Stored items
╭──

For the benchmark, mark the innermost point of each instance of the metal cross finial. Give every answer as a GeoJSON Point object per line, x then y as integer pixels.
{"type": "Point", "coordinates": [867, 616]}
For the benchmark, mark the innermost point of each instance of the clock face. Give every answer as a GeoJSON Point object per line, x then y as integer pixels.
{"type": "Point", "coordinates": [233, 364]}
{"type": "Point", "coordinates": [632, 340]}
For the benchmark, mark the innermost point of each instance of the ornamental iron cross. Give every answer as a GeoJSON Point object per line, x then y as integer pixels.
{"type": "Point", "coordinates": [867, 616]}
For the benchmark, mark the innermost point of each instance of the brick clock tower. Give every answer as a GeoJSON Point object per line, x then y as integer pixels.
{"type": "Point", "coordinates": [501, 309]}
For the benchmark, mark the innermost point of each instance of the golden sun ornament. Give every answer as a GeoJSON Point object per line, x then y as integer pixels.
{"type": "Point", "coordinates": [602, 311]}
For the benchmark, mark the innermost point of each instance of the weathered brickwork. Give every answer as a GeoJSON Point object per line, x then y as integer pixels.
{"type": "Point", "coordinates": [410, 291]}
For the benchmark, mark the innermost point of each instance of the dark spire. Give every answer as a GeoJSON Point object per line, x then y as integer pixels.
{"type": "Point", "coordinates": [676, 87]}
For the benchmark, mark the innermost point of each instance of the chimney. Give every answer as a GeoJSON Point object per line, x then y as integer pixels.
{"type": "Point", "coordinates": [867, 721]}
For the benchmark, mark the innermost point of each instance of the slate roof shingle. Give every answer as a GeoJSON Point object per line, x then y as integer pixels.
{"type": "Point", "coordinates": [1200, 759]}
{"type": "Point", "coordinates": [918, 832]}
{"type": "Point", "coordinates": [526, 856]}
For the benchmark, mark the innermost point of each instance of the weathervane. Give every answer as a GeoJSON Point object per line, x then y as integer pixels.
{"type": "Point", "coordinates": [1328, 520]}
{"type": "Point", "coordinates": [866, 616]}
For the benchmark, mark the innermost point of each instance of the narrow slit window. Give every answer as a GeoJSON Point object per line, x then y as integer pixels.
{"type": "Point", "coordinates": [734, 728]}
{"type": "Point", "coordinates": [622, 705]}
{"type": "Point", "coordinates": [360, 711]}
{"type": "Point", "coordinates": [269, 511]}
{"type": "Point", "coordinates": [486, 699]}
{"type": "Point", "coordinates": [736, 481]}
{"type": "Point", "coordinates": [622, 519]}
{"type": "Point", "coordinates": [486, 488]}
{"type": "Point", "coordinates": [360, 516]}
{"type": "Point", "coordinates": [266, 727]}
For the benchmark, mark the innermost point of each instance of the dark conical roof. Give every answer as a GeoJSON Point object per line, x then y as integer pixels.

╰──

EXERCISE DESCRIPTION> Please rewrite the lines above, changing "innermost point" to "center point" wherever it occurs and keeping everything else the same.

PROBLEM SOLUTION>
For the benchmark, mark the center point of each instance of the metal cross finial. Give every answer as a GeoJSON Point object per line, x then y as integer pixels.
{"type": "Point", "coordinates": [867, 616]}
For the benchmark, mark the center point of each instance of the clock face. Give every answer as a GeoJSON Point object per line, x then y as integer pixels.
{"type": "Point", "coordinates": [233, 364]}
{"type": "Point", "coordinates": [632, 340]}
For the benchmark, mark the center point of each instance of the ornamental iron cross. Give every answer as a GeoJSON Point object per line, x then y as integer pixels.
{"type": "Point", "coordinates": [867, 616]}
For the benchmark, mark the center point of each instance of the brick clock tower. Give every answer as a GeoJSON Point object per line, x then y as integer pixels.
{"type": "Point", "coordinates": [501, 309]}
For the benchmark, mark the center point of each instance of the golden sun ornament. Give every answer as a GeoJSON Point object per line, x then y as integer pixels.
{"type": "Point", "coordinates": [602, 311]}
For the benchmark, mark the center point of each instance of the weathered brickwork. Give every answer as a GeoJSON Point object per line, x then y as integer pixels.
{"type": "Point", "coordinates": [410, 291]}
For the benchmark, mark the center point of each instance of the dark spire. Give every answer as a GeoJSON Point object per line, x then y as integer pixels.
{"type": "Point", "coordinates": [676, 87]}
For the benchmark, mark the center point of each instance of the chimney. Give every answer as a GeoJSON Point object per line, x then y as integer pixels.
{"type": "Point", "coordinates": [867, 721]}
For the benchmark, mark the center point of each instance of the slate roof shingle. Give every answer as a GeoJSON Point object per line, x then y as integer pixels.
{"type": "Point", "coordinates": [1200, 759]}
{"type": "Point", "coordinates": [918, 832]}
{"type": "Point", "coordinates": [526, 856]}
For the benchmark, mark the center point of each instance of the weathervane. Give every answer as a GeoJSON Point object per line, x then y as integer pixels.
{"type": "Point", "coordinates": [1328, 520]}
{"type": "Point", "coordinates": [866, 616]}
For the benchmark, mark the center point of each instance of the narrow slit window. Give every answer as a GeoJSON Point object per line, x then y as integer pixels.
{"type": "Point", "coordinates": [734, 728]}
{"type": "Point", "coordinates": [622, 705]}
{"type": "Point", "coordinates": [360, 711]}
{"type": "Point", "coordinates": [269, 511]}
{"type": "Point", "coordinates": [486, 699]}
{"type": "Point", "coordinates": [736, 481]}
{"type": "Point", "coordinates": [622, 519]}
{"type": "Point", "coordinates": [486, 488]}
{"type": "Point", "coordinates": [360, 516]}
{"type": "Point", "coordinates": [266, 727]}
For the benchmark, mark the center point of each instance of the dark conical roof. Give every answer as a GeoJSON Point object per line, x then y as integer pixels.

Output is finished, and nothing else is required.